> Data for review:
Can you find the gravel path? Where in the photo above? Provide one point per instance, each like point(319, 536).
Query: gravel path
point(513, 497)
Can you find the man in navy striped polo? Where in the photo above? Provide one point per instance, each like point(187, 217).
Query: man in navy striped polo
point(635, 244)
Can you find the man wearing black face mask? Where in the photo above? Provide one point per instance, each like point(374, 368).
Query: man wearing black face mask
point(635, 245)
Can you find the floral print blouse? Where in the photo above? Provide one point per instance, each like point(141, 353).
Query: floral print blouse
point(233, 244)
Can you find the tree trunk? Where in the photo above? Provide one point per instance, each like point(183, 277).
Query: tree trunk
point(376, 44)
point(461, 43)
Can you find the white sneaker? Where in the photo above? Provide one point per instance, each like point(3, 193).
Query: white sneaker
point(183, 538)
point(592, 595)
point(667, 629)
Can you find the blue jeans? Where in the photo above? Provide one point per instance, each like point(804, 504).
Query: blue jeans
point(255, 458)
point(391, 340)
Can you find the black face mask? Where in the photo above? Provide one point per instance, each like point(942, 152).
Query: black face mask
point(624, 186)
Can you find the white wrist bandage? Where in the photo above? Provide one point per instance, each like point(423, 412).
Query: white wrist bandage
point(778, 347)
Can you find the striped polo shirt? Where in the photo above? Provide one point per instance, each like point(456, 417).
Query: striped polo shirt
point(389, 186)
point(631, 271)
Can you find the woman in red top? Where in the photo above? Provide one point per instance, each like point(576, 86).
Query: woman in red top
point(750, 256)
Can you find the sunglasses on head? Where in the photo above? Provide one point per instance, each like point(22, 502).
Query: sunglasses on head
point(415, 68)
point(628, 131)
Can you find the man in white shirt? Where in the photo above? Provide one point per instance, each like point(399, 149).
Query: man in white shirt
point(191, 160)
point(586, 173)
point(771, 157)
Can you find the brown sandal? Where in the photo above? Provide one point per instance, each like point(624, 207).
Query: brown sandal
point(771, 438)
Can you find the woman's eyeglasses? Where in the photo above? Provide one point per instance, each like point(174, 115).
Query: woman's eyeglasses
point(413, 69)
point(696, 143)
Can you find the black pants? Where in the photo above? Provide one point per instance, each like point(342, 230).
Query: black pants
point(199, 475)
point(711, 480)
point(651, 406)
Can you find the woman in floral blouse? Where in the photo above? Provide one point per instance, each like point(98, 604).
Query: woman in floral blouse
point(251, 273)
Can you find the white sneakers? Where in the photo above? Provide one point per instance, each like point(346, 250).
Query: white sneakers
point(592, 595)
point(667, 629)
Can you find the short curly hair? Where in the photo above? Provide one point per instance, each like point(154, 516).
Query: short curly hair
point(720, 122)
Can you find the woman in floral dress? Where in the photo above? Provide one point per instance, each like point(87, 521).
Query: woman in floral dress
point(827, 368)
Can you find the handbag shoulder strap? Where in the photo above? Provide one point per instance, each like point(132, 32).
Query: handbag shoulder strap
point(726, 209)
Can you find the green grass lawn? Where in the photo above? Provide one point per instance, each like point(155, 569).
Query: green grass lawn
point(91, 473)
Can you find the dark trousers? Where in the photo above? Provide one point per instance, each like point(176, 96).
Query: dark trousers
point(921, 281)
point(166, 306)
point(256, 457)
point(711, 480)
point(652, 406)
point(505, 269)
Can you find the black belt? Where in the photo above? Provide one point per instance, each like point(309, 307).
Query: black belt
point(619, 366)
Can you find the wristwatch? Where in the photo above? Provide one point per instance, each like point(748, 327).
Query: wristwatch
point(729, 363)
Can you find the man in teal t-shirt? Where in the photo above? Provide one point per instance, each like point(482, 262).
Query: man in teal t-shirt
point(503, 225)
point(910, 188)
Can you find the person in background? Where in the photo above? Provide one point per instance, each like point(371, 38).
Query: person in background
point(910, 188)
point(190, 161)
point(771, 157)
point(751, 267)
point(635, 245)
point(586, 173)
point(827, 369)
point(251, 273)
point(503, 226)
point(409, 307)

> Action item:
Return the entries above word for word.

> Result of this exercise:
Can you find the gravel path? Where in the photo above? Provide one point per instance, each like point(319, 536).
Query: gravel path
point(513, 497)
Can you find the man in navy striped polo? Where in the photo above? Provide one point per instance, each like point(187, 217).
Query: man in navy striped polo
point(635, 244)
Can you find the man wearing black face mask? Where in the photo above? Provide one point per instance, each like point(374, 368).
Query: man wearing black face mask
point(635, 245)
Can you find the floral print blouse? Where in the photo above? Provide one point per instance, each like point(141, 353).
Query: floral print blouse
point(233, 244)
Can you find the tree trunk? Where in the photo above? Provide one point per instance, each like point(183, 277).
Query: tree trunk
point(376, 44)
point(461, 43)
Can you find the white sneaker? Where in the photo above? Provide one point per instance, each like point(3, 193).
Query: white sneaker
point(183, 538)
point(592, 595)
point(667, 629)
Can you find the blue jeans? Where in the photo above? Provide one point per instance, each like point(804, 504).
Query: blue jeans
point(255, 458)
point(391, 340)
Can you find the black face mask? Where in the photo above? Provide one point per instance, each like point(942, 152).
Query: black face mask
point(624, 186)
Can you find the white wrist bandage? Where in the photo above? Provide one point per instance, each like point(423, 412).
Query: white wrist bandage
point(778, 347)
Can you find the striped polo shirt? Where in the photo above? Provide one point per instance, each like point(456, 417).
Query: striped polo shirt
point(389, 186)
point(631, 271)
Can you find the woman in red top? Where in the photo above? Provide one point per instance, each like point(576, 86).
Query: woman in red top
point(750, 256)
Can you find the sunglasses on head? Where in the photo above? Provide one point per instance, each like point(22, 502).
Query: sunglasses on head
point(415, 68)
point(628, 131)
Can you find the man in white shirt? Where in the photo above? Provide one point per instance, each like point(399, 149).
Query: man in white shirt
point(191, 160)
point(586, 173)
point(771, 157)
Can you find the brown sandal? Where in the photo above? Provide one point per instance, each like point(624, 207).
Query: brown sandal
point(771, 438)
Can you find the woman's eyeglasses? Where in the photo above? Provide one point per instance, each like point(174, 115).
Query: woman's eyeglasses
point(413, 69)
point(696, 143)
Can you find the black pants? Where in the photo above? Provide one point per instance, each like point(342, 230).
Query: black pants
point(199, 475)
point(711, 480)
point(651, 406)
Can you find the woman in floral blouse? Where in the photo above? Provide one point per instance, each like point(98, 604).
Query: woman in floral blouse
point(251, 273)
Can you find the white sneakers? Where in the photo above? Provide one point per instance, each like point(346, 250).
Query: white sneakers
point(592, 595)
point(667, 629)
Can you find the short curly hair? Where in the photo above? Provide one point per instance, each like point(154, 516).
Query: short curly hair
point(720, 122)
Can you find the woman in floral dress? Where in the photo above? Provide one point per instance, each like point(87, 521).
Query: woman in floral dress
point(827, 368)
Can you find the handbag shoulder strap? Where in the photo above? Provide one point per instance, each like point(132, 32).
Query: handbag shoulder strap
point(726, 209)
Can you find the green grass lawn? Where in the photo above? Provide one point per instance, each like point(155, 569).
Query: green grass lawn
point(91, 473)
Can you find the dark trousers? Where in the photo above? Provide one point per instance, each like point(176, 96).
Query: dark trousers
point(921, 281)
point(166, 306)
point(256, 457)
point(711, 480)
point(652, 406)
point(505, 269)
Can you find the black belt? Where in the photo above? Provide one point per instance, each like point(309, 307).
Query: black belt
point(619, 366)
Can you find the wristwatch? Where in the photo above? Provide one point per instance, each like point(748, 327).
Query: wristwatch
point(729, 363)
Can you find the man in teal t-shirt? Where in the photo above? Provide one point per instance, each like point(482, 262).
Query: man in teal t-shirt
point(503, 225)
point(910, 188)
Can you find the person in background? Where in the photo above? Provide one point per instance, each like point(371, 38).
Query: person in background
point(910, 188)
point(190, 161)
point(771, 157)
point(751, 267)
point(635, 245)
point(586, 173)
point(827, 369)
point(251, 273)
point(503, 226)
point(409, 307)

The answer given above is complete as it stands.